SOURCE TEXT:
= Beginning of Section =

Roanoke Times Copyright (c) 1995, Landmark Communications, Inc. DATE: WEDNESDAY, August 11, 1993 TAG: 9308110023 SECTION: NATIONAL/INTERNATIONAL PAGE: A-7 EDITION: METRO SOURCE: Associated Press DATELINE: ATLANTA LENGTH: Medium
Scientists say it's only a matter of time before another exotic germ or new strain of bacterium attacks, but budget cutbacks have sapped their ability to protect Americans from such emerging diseases.
"This is something you can't ignore," said Dr. Gail Cassell, a microbiologist who advises the Centers for Disease Control and Prevention. "We are in for danger."
The CDC functions as America's medical sleuths, determining the reasons for sudden outbreaks and finding ways to prevent disease. With known diseases such as flu, lead poisoning and, recently, even AIDS, its system works well.
But there's no system to warn about emerging diseases, like the new cholera strain that has killed 5,000 people in India this year or the hantavirus that has taken at least 18 lives in the American Southwest since late May.

= End of Section =

RECORD SET:
= Beginning of Section =

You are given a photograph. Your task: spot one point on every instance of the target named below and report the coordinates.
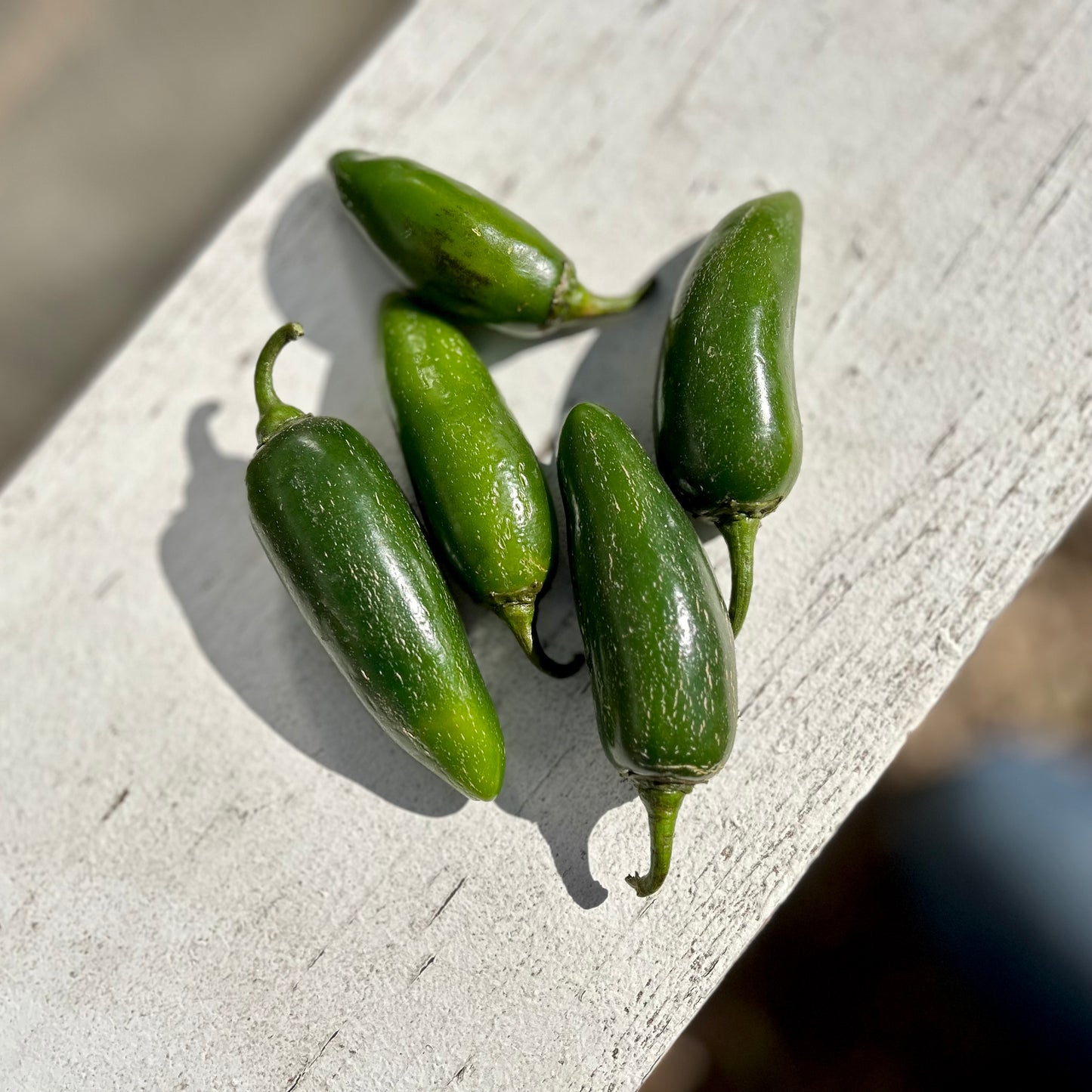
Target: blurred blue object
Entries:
(999, 861)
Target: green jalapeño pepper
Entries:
(461, 252)
(348, 549)
(476, 476)
(657, 638)
(728, 427)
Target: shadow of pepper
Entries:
(261, 645)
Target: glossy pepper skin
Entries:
(348, 549)
(728, 427)
(462, 252)
(657, 638)
(476, 476)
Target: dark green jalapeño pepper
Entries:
(476, 476)
(728, 427)
(461, 252)
(348, 549)
(657, 638)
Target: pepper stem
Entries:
(273, 413)
(662, 802)
(578, 302)
(739, 534)
(521, 620)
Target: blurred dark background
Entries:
(945, 936)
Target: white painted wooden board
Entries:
(215, 873)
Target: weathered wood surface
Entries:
(215, 875)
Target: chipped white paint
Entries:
(214, 874)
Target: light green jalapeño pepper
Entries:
(476, 476)
(462, 252)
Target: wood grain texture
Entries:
(215, 874)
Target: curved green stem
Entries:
(273, 413)
(578, 302)
(739, 534)
(662, 802)
(521, 620)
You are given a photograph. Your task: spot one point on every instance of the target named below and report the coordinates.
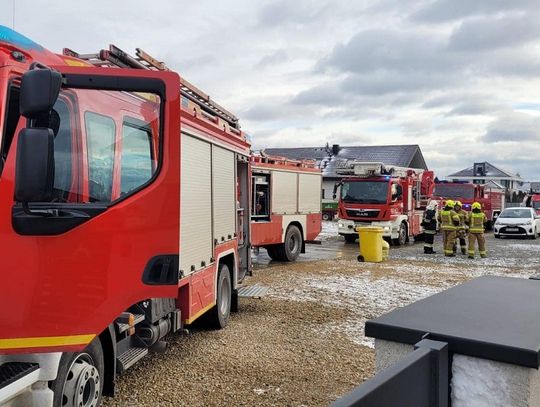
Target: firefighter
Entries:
(449, 221)
(477, 221)
(461, 232)
(429, 222)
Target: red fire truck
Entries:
(286, 205)
(393, 198)
(492, 200)
(124, 214)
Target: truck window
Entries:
(137, 163)
(100, 139)
(367, 192)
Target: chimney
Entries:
(479, 169)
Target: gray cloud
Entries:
(491, 33)
(280, 56)
(513, 127)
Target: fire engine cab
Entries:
(286, 205)
(393, 198)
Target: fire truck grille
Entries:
(363, 213)
(254, 291)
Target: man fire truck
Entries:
(393, 198)
(286, 206)
(492, 201)
(124, 214)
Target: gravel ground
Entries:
(303, 344)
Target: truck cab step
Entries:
(253, 291)
(129, 358)
(122, 324)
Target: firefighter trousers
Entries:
(429, 237)
(460, 238)
(473, 237)
(449, 240)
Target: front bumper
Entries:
(514, 230)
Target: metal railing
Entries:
(418, 380)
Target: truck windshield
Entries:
(463, 191)
(370, 192)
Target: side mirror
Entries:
(39, 92)
(34, 171)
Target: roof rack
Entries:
(115, 57)
(263, 158)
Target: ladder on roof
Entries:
(115, 57)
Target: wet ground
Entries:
(303, 344)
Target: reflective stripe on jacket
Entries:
(449, 219)
(476, 222)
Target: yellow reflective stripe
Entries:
(45, 341)
(198, 314)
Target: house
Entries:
(484, 172)
(330, 158)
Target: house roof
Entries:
(409, 156)
(491, 172)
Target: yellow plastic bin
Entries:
(373, 248)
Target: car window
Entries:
(516, 213)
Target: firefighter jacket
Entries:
(429, 222)
(463, 219)
(476, 222)
(449, 219)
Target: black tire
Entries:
(290, 249)
(402, 237)
(218, 317)
(80, 378)
(350, 238)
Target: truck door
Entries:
(107, 235)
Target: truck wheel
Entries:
(350, 238)
(219, 315)
(290, 249)
(80, 378)
(402, 237)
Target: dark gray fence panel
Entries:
(418, 380)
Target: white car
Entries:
(517, 222)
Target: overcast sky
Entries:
(461, 78)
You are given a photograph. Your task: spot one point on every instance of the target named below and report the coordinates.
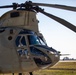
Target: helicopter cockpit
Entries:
(29, 44)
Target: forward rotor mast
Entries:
(29, 6)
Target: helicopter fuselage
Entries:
(22, 48)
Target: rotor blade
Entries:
(56, 6)
(62, 21)
(64, 54)
(7, 6)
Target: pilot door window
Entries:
(21, 47)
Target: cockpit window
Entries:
(33, 40)
(42, 41)
(20, 41)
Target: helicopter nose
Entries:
(44, 56)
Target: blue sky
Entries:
(56, 35)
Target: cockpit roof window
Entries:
(20, 41)
(24, 31)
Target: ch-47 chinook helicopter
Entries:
(22, 47)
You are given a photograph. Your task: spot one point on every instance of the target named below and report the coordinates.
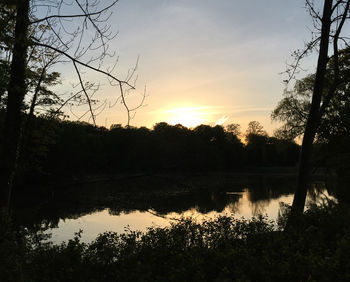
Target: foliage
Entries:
(223, 249)
(66, 148)
(293, 109)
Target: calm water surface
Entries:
(142, 203)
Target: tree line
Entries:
(56, 148)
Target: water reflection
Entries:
(154, 201)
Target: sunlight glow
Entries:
(189, 116)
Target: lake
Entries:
(156, 200)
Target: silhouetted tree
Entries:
(329, 25)
(61, 41)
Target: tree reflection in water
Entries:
(154, 200)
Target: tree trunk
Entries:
(16, 92)
(314, 114)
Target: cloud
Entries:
(222, 120)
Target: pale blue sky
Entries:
(213, 59)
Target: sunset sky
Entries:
(206, 61)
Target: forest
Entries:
(55, 169)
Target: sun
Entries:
(188, 116)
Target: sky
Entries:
(201, 61)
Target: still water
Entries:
(139, 204)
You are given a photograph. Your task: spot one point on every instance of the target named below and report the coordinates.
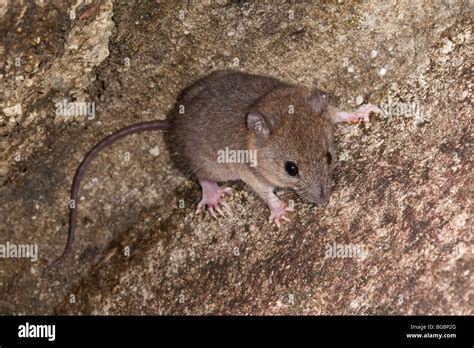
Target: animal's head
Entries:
(294, 141)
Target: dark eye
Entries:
(329, 157)
(291, 168)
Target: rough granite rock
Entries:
(403, 191)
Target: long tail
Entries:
(136, 128)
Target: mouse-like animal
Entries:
(286, 131)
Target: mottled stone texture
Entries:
(403, 190)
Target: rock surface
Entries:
(403, 186)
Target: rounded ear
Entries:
(318, 100)
(260, 124)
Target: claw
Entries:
(277, 217)
(212, 196)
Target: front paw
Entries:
(278, 213)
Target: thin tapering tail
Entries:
(136, 128)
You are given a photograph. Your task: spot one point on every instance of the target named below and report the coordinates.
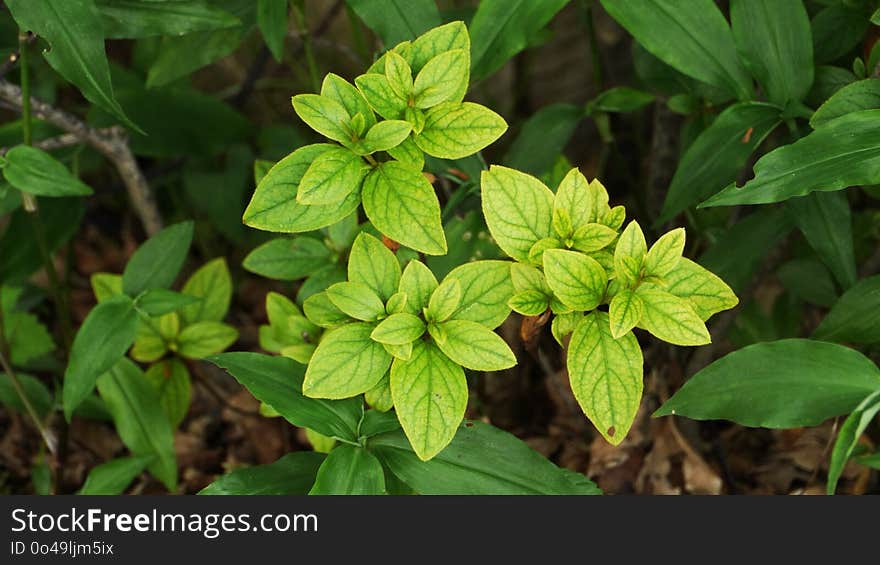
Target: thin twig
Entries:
(47, 435)
(52, 143)
(112, 143)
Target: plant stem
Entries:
(47, 435)
(300, 18)
(27, 200)
(594, 44)
(30, 203)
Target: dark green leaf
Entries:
(159, 301)
(288, 259)
(113, 477)
(130, 19)
(694, 38)
(106, 334)
(842, 153)
(74, 32)
(861, 95)
(850, 433)
(397, 20)
(825, 220)
(181, 55)
(277, 381)
(292, 474)
(739, 251)
(36, 172)
(157, 262)
(809, 280)
(773, 38)
(139, 418)
(779, 384)
(836, 30)
(621, 99)
(718, 154)
(171, 380)
(36, 392)
(350, 470)
(826, 82)
(480, 460)
(177, 120)
(20, 253)
(272, 19)
(502, 28)
(856, 316)
(543, 137)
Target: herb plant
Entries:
(400, 258)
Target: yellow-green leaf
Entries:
(625, 311)
(472, 345)
(346, 363)
(576, 279)
(664, 255)
(430, 396)
(606, 376)
(671, 318)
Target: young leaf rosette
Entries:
(417, 90)
(404, 340)
(599, 282)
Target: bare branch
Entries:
(112, 143)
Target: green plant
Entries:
(396, 251)
(403, 340)
(571, 258)
(788, 48)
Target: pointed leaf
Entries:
(113, 477)
(274, 206)
(332, 177)
(139, 418)
(773, 38)
(606, 376)
(706, 293)
(576, 279)
(694, 39)
(213, 286)
(106, 334)
(292, 474)
(401, 203)
(780, 384)
(472, 345)
(202, 339)
(518, 210)
(625, 312)
(357, 300)
(843, 153)
(278, 382)
(502, 28)
(76, 38)
(157, 262)
(715, 158)
(485, 290)
(430, 396)
(456, 130)
(855, 317)
(480, 460)
(671, 318)
(399, 329)
(418, 283)
(664, 255)
(374, 265)
(346, 363)
(36, 172)
(324, 115)
(350, 470)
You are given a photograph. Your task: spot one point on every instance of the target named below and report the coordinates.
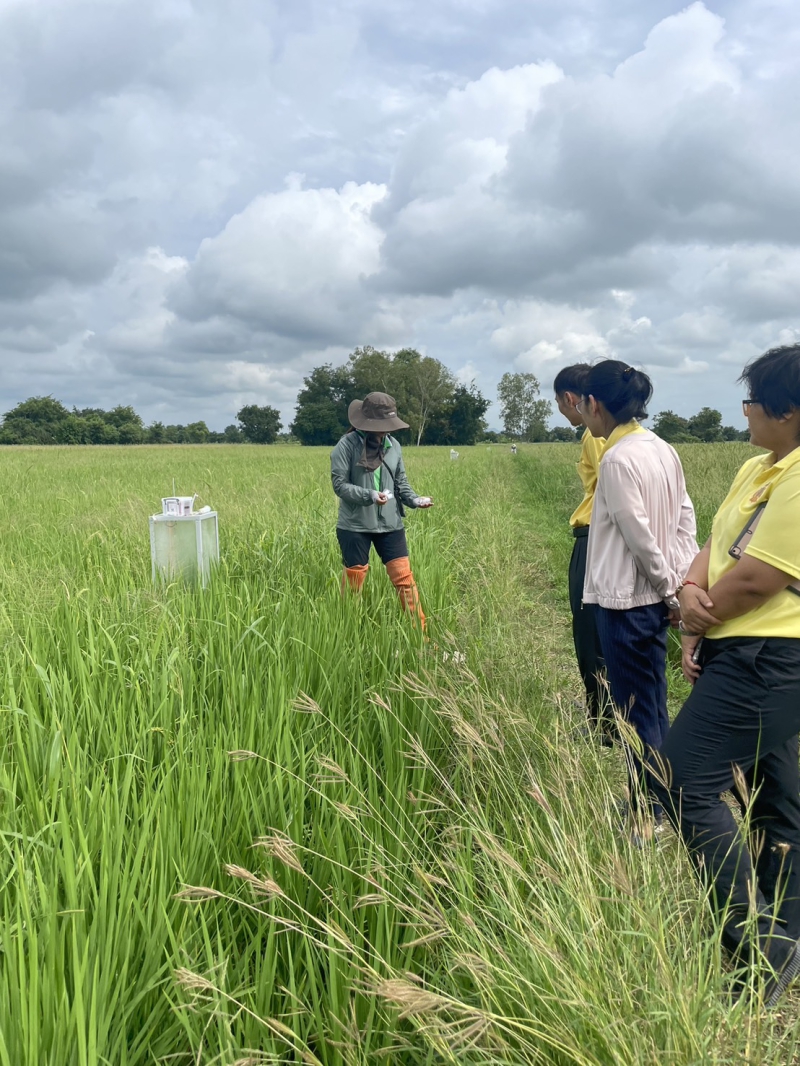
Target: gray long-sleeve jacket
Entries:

= End of Section =

Resume the news article above on emerging diseases and CDC budget cuts, writing on from the point where it stops.

And Americans' vulnerability is heightened because the scientists who fight new, rare diseases are vanishing in the face of budget constraints and natural attrition, and there's no money for replacements.
"It's like letting your insurance policy lapse," said Dr. Robert Shope of Yale University School of Medicine. "The danger's always there, but our ability to react to it is not so great."
"We're going to be at increased risk for these things getting out of hand," said the CDC's Dr. C.J. Peters, one of the world's handful of experts on hantavirus. "Imagine what it would have meant to the U.S. if AIDS had been kept in Africa, for example."
Doctors believe AIDS originated in African monkeys and somehow made the jump to humans.
New diseases can evolve from animals, or mutate or migrate from other countries. The challenge is preventing or containing them.
But research into most infectious diseases is underfunded until the germ causes an outbreak, said Cassell, of the University of Alabama at Birmingham.
"That was the lesson of AIDS - to not be caught unprepared," she said. "We haven't learned it."
The CDC does expect from Congress a record $2.2 billion for 1994.
But for all infectious diseases except AIDS, which has an independent line of funding, the House has appropriated $40.3 million - less than half the $92 million requested and no increase from this year. The Senate has yet to set a figure.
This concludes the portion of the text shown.